Text:
The new realities upon which American strategy must be based include recognition that:
- Once a vacuum requiring the United States to fill it, the region is now the greatest concentration of wealth and power on the planet. U.S. policy should leverage the strengths of Indo-Pacific countries, not seek to substitute American strength for theirs.
- The contest between great powers (China, India, Indonesia, Japan, the United States) in the Indo-Pacific is primarily economic rather than political or military. It cannot be won by the threat or use of force. It demands constantly improved American socioeconomic performance more than sustained U.S. military power.
- America’s security partners in the region, not the United States, should bear the primary burden of defending their sovereignty and interests.
- Indo-Pacific countries have minds of their own and are – almost without exception – ready, willing, and able to defend themselves and their interests against all comers, including China, but see a mixture of accommodation and deterrence rather than confrontation as the best means of precluding bullying by China.
- Indo-Pacific countries have gained the maturity and self-confidence needed to welcome an end to unilateral agenda-setting by the United States and its replacement by American strategic backing for their independence through “offshore balancing.”
- Past strategies premised on overwhelming American power and essentially unlimited resources are unrealistic and need to be adjusted to reflect the rising power of others and the declining revenues available to the United States.
- There are great powers in the region other than China that are capable, if encouraged to do so, of leading the organization of one or more coalitions to balance rising Chinese economic and military power.
The United States should stop focusing on preserving its own hegemony in the Indo-Pacific. It should focus instead on how to preclude the hostile hegemony of another great power – say, China – or a combination of great powers – say, China and Russia. And it should seek to minimize the costs to itself of precluding such a challenge. To this end, it should step back from primacy and encourage the countries of the region to assume responsibility for sustaining their own sovereignty and independence against potential challenges, while offering appropriate backing to them.
To this end, the United States should establish consultative arrangements to ensure that its policies and programs are based on the threat perceptions and support needs of the region’s countries, rather than on approaches made in America alone. If backed by the United States, Indo-Pacific countries clearly have both the determination and the strength to preserve and protect their own national interests. It is entirely reasonable for the United States to ask them to do so.
Fifty-one years ago, in Guam, President Richard Nixon prescribed three principles for future U.S. policy in the Indo-Pacific[2]:
- First, the United States will keep all its treaty commitments.
- Second, we shall provide a shield if a nuclear power threatens the freedom of a nation allied with us or of a nation whose survival we consider vital to our security.
- Third, in cases involving other types of aggression, we shall furnish military and economic assistance when requested in accordance with our treaty commitments. But we shall look to the nation directly threatened to assume the primary responsibility of providing the manpower for its defense.
The nations of the Indo-Pacific are far more capable today than they were in 1969 of meeting the challenges of their own self-defense. This is, in large measure, a success of past U.S. policies. America should acknowledge this and act accordingly. It is time to implement Nixon’s vision.
[1] In practice, U.S. defense spending reflects domestic political priorities rather than a response to threat analyses. This makes it impossible to attribute military investments and outlays to any particular threat or region.

Data below:

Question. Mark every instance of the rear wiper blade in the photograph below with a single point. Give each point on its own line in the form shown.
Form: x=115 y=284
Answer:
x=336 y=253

Assignment: Translate this sentence from the Indo-Pacific strategy text into Spanish: "The nations of the Indo-Pacific are far more capable today than they were in 1969 of meeting the challenges of their own self-defense."

Response area: Las naciones del Indo-Pacífico son hoy mucho más capaces que en 1969 de hacer frente a los desafíos de su propia autodefensa.